Return, without any change, the lines of the entries starting with the line that contains "Provide an outline" and going on through the end of the entries.

## Records shown
....................

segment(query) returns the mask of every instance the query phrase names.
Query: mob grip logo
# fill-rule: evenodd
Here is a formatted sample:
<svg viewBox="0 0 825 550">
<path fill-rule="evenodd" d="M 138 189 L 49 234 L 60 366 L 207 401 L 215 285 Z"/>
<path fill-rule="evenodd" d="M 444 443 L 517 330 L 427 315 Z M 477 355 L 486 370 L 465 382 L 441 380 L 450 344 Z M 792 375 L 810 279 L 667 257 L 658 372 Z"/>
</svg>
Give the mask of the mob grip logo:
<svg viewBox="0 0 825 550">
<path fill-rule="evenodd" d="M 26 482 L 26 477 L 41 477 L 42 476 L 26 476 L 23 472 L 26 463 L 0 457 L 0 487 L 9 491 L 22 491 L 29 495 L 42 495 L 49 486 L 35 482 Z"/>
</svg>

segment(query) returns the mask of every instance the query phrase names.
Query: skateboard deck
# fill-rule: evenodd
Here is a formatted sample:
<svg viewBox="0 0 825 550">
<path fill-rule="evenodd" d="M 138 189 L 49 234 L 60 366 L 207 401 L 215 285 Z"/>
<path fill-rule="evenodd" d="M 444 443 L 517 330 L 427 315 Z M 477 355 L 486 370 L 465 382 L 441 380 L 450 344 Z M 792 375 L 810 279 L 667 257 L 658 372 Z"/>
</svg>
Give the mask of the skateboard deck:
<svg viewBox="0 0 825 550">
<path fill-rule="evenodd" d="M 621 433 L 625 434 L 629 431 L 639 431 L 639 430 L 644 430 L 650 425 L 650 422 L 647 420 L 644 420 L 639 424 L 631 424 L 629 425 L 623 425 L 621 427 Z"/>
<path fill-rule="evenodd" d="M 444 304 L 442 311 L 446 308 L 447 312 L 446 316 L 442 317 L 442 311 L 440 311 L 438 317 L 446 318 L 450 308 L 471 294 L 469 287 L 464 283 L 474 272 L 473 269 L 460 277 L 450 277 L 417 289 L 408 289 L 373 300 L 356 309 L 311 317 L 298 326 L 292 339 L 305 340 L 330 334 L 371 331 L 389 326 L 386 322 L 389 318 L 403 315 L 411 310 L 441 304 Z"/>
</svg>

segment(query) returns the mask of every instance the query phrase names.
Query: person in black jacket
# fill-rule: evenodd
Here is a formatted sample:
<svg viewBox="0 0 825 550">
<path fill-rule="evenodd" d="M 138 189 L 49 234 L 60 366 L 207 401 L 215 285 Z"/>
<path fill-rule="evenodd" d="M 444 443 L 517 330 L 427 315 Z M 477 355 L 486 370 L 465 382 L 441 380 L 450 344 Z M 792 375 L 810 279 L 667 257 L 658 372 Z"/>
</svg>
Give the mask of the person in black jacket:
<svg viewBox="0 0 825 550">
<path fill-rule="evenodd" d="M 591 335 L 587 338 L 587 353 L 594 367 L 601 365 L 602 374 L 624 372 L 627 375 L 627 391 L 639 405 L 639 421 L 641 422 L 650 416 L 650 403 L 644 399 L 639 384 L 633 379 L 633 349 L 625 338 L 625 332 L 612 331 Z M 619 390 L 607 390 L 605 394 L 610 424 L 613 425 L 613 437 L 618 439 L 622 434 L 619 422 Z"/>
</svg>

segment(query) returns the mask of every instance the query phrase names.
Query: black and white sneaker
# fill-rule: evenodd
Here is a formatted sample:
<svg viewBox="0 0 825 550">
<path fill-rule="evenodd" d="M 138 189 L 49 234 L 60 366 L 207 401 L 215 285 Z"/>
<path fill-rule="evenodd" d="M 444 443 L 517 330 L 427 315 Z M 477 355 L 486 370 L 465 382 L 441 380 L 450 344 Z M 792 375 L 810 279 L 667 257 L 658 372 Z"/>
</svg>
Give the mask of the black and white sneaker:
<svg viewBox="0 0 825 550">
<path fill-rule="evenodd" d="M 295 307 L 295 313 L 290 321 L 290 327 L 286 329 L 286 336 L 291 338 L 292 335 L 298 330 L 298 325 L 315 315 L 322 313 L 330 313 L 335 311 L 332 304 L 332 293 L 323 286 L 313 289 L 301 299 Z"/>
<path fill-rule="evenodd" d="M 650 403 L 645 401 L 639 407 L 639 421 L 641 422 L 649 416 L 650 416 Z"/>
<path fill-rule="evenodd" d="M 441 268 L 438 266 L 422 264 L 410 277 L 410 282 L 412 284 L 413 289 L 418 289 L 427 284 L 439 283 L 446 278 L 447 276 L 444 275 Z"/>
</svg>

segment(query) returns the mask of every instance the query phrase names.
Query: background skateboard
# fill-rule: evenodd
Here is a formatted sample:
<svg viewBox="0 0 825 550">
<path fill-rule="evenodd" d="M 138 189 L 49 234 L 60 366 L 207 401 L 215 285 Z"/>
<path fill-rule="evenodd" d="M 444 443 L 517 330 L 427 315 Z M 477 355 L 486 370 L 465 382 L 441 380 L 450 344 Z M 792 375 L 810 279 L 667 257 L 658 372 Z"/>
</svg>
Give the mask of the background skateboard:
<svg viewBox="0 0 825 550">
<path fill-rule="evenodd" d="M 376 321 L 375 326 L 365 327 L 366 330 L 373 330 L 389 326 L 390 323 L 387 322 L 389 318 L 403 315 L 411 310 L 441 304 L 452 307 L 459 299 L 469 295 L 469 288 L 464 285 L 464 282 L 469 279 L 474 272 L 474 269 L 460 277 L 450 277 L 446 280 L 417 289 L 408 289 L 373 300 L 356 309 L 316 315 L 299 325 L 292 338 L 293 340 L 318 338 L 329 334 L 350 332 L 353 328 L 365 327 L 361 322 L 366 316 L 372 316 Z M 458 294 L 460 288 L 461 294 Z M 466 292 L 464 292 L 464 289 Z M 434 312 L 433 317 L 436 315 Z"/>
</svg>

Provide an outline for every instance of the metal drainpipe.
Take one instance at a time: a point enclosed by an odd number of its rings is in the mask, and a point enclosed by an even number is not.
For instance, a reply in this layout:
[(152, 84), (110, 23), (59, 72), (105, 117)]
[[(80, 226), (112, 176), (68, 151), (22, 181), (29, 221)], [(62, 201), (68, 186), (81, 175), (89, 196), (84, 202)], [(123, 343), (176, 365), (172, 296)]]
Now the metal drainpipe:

....................

## The output
Provide an outline for every instance of the metal drainpipe.
Take one instance at a time: a point enclosed by an odd number of its rings is in the mask, and a point enclosed by an even number is not.
For instance, a reply in this layout:
[(152, 84), (110, 23), (59, 72), (105, 117)]
[[(80, 226), (112, 176), (68, 151), (22, 181), (29, 221)], [(62, 201), (68, 186), (81, 175), (89, 196), (84, 202)], [(123, 343), (176, 365), (172, 296)]]
Now the metal drainpipe:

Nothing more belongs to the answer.